═══ TEXT BLOCK ═══

An x-ray is a noninvasive medical test that helps physicians diagnose and treat medical conditions. Imaging with x-rays involves exposing a part of the body to a small dose of radiation to produce pictures of the inside of the body.
X-rays are the oldest and most frequently used form of medical imaging.X-Rays give a lot of information about the bones within the body but the advances in X-Ray technology over the years have made it a good diagnostic tool even for soft tissue information.
Digital radiography is one of the recent advances in X-ray imaging, where digital X-ray sensors are used instead of traditional photographic film. Advantages of digital imaging include time efficiency, ability to digitally transfer and enhance images and reduced radiation.
Instead of X-ray film, digital radiography uses a digital image capture device. This gives advantages of immediate image preview and availability; elimination of costly film processing steps; a wider dynamic range, which makes it more forgiving for over- and under-exposure; as well as the ability to apply special image processing techniques that enhance overall display of the image.
A radiologist, a physician specifically trained to supervise and interpret radiology examinations, will analyze the images and send a signed report to your primary care or referring physician, who will discuss the results with you.
Follow-up exams may be needed. If so, your doctor will explain why. Sometimes a follow-up exam is done because a potential abnormality needs further evaluation with additional views or a special imaging technique. A follow-up exam may also be done to see if there has been any change in an abnormality over time. Follow-up exams are sometimes the best way to see if treatment is working or if an abnormality is stable or has changed.

═══

* TASKS *
(1) List each advantage the x-ray text gives for using a digital image capture device in place of X-ray film.
(2) According to the x-ray text, who receives the radiologist's signed report?
Rely solely on the x-ray text when working through the items.

═══ MATERIAL SUPPLIED ═══

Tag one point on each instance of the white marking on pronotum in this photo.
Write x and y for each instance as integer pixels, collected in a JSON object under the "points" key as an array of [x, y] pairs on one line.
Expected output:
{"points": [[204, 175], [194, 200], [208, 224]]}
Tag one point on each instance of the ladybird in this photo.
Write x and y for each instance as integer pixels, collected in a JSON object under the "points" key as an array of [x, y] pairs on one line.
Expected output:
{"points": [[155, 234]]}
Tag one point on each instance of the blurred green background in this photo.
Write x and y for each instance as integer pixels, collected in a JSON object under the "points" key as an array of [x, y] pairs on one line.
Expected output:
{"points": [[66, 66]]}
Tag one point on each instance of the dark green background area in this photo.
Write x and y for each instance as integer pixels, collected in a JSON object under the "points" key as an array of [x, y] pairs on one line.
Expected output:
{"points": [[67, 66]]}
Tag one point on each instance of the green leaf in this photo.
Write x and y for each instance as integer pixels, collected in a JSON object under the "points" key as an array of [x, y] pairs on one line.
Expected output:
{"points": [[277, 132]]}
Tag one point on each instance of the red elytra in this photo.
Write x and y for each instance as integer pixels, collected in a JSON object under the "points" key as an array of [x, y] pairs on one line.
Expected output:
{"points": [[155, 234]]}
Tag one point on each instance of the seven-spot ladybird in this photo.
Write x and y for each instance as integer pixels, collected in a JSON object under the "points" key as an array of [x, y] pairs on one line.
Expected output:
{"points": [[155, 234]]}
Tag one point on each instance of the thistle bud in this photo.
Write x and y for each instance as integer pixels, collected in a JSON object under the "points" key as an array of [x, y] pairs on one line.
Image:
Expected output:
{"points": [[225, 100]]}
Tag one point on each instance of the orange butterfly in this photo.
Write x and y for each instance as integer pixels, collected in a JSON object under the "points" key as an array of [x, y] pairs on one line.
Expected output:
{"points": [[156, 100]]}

═══

* ANSWERS TO THIS EXERCISE *
(1)
- Immediate image preview and availability
- Elimination of costly film processing steps
- A wider dynamic range, which makes it more forgiving for over- and under-exposure
- The ability to apply special image processing techniques that enhance overall display of the image

(2) The primary care or referring physician.